==== PASSAGE FOR REVIEW ====

In verse seven of Isaiah chapter 63, the Prophet begins to remind the Jews of the mercies of the Lord. They are undeserved mercies that a faithful God has performed on behalf of His own people.
- "I will tell of the kindnesses of the LORD, the deeds for which he is to be praised, according to all the LORD has done for us— yes, the many good things he has done for the house of Israel, according to his compassion and many kindnesses." (Isaiah 63:7, NIV84)
These mercies or kindnesses flow out of a heart of love. The word translated kindnesses in v. 7 refers to an unfailing kindness, or devotion, based on love or affection that is steadfast due to a prior relationship. It implies love and fidelity. Other translations give us a better understanding of what Isaiah is attempting to communicate.
The New American Standard Version renders it:
- “I shall make mention of the lovingkindnesses of the LORD, the praises of the LORD, According to all that the LORD has granted us, And the great goodness toward the house of Israel, Which He has granted them according to His compassion And according to the abundance of His lovingkindnesses.” (Isaiah 63:7, NASB95)
The English Standard Version has it:
- “I will recount the steadfast love of the LORD, the praises of the LORD, according to all that the LORD has granted us, and the great goodness to the house of Israel that he has granted them according to his compassion, according to the abundance of his steadfast love.” (Isaiah 63:7, ESV)
In verse eight Isaiah acknowledges Israel as His own. They are my people and I am their Savior. Then we come to verse nine—one of the most remarkable verses in Isaiah’s prophecy;
- “In all their affliction he was afflicted, and the angel of his presence saved them; in his love and in his pity he redeemed them; he lifted them up and carried them all the days of old.” (Isaiah 63:9, ESV)
The verse literally begins: In all their affliction, there was affliction to him. The meaning is beautiful, and filled with great comfort for God’s people. The language used points out forcefully that God bears our burdens and carries our sorrows. When affliction is directed against us and we must suffer for His sake, we may remember that He too is bearing that affliction and suffering. How this takes place is clearly explained in the New Testament.
- “Since then we have a great high priest who has passed through the heavens, Jesus, the Son of God, let us hold fast our confession. For we do not have a high priest who is unable to sympathize with our weaknesses, but one who in every respect has been tempted as we are, yet without sin. Let us then with confidence draw near to the throne of grace, that we may receive mercy and find grace to help in time of need.” (Hebrews 4:14–16, ESV)

==== MATERIAL PROVIDED ====

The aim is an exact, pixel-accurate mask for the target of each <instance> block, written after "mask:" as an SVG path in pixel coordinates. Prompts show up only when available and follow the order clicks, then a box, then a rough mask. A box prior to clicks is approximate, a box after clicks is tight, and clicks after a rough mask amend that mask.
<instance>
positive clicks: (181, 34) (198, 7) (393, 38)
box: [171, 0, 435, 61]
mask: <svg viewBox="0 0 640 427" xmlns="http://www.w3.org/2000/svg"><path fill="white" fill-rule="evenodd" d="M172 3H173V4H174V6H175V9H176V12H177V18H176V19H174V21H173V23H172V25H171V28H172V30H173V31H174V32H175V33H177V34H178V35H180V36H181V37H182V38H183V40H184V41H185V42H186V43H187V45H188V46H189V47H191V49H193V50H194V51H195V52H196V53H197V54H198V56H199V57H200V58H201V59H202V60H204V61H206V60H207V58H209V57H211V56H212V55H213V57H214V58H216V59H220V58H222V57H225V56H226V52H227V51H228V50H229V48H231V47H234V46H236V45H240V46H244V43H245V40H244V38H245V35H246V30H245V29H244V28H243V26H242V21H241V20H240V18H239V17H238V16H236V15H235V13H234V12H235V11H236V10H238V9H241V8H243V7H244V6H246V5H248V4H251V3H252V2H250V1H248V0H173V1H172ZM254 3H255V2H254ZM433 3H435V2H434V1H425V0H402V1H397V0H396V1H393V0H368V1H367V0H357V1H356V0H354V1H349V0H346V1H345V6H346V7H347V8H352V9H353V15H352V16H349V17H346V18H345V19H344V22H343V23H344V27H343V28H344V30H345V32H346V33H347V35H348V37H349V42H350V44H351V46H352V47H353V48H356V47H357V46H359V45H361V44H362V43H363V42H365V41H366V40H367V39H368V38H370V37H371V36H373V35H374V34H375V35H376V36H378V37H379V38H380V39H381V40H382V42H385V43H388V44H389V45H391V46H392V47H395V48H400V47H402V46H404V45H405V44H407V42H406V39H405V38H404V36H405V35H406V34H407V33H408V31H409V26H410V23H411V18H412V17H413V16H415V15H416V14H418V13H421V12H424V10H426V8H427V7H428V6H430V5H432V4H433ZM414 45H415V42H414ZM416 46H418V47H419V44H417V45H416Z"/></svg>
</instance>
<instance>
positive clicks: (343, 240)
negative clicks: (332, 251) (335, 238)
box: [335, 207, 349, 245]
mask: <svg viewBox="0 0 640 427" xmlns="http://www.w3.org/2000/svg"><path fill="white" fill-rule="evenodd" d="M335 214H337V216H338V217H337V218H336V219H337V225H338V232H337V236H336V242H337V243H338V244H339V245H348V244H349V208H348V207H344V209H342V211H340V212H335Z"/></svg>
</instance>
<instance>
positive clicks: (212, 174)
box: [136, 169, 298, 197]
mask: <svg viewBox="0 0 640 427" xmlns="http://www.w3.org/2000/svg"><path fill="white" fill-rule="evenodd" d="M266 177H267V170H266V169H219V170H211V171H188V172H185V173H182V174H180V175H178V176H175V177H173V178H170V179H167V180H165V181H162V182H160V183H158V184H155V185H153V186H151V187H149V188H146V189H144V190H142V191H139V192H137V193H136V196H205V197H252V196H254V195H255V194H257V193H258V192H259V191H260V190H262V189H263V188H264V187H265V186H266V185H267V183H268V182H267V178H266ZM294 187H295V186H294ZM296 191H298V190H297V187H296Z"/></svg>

====

*INSTRUCTION 1:*
Summarize the passage on Isaiah 63 in two sentences.
*INSTRUCTION 2:*
List every Bible translation abbreviation that the passage on Isaiah 63 cites after its quotations.
*INSTRUCTION 3:*
Print the part of the passage on Isaiah 63 from "In verse seven" to "(Isaiah 63:7, NIV84)".

*WORKED SOLUTION 1:*
Isaiah 63:7 recalls the undeserved kindnesses of the Lord, a word that means steadfast, faithful love based on a prior relationship, and the verse is quoted in three translations. Verse 9 shows that God bears the affliction of His people, and the New Testament explains this through Jesus, a high priest who sympathizes with our weaknesses.

*WORKED SOLUTION 2:*
NIV84, NASB95, ESV

*WORKED SOLUTION 3:*
In verse seven of Isaiah chapter 63, the Prophet begins to remind the Jews of the mercies of the Lord. They are undeserved mercies that a faithful God has performed on behalf of His own people.
- "I will tell of the kindnesses of the LORD, the deeds for which he is to be praised, according to all the LORD has done for us— yes, the many good things he has done for the house of Israel, according to his compassion and many kindnesses." (Isaiah 63:7, NIV84)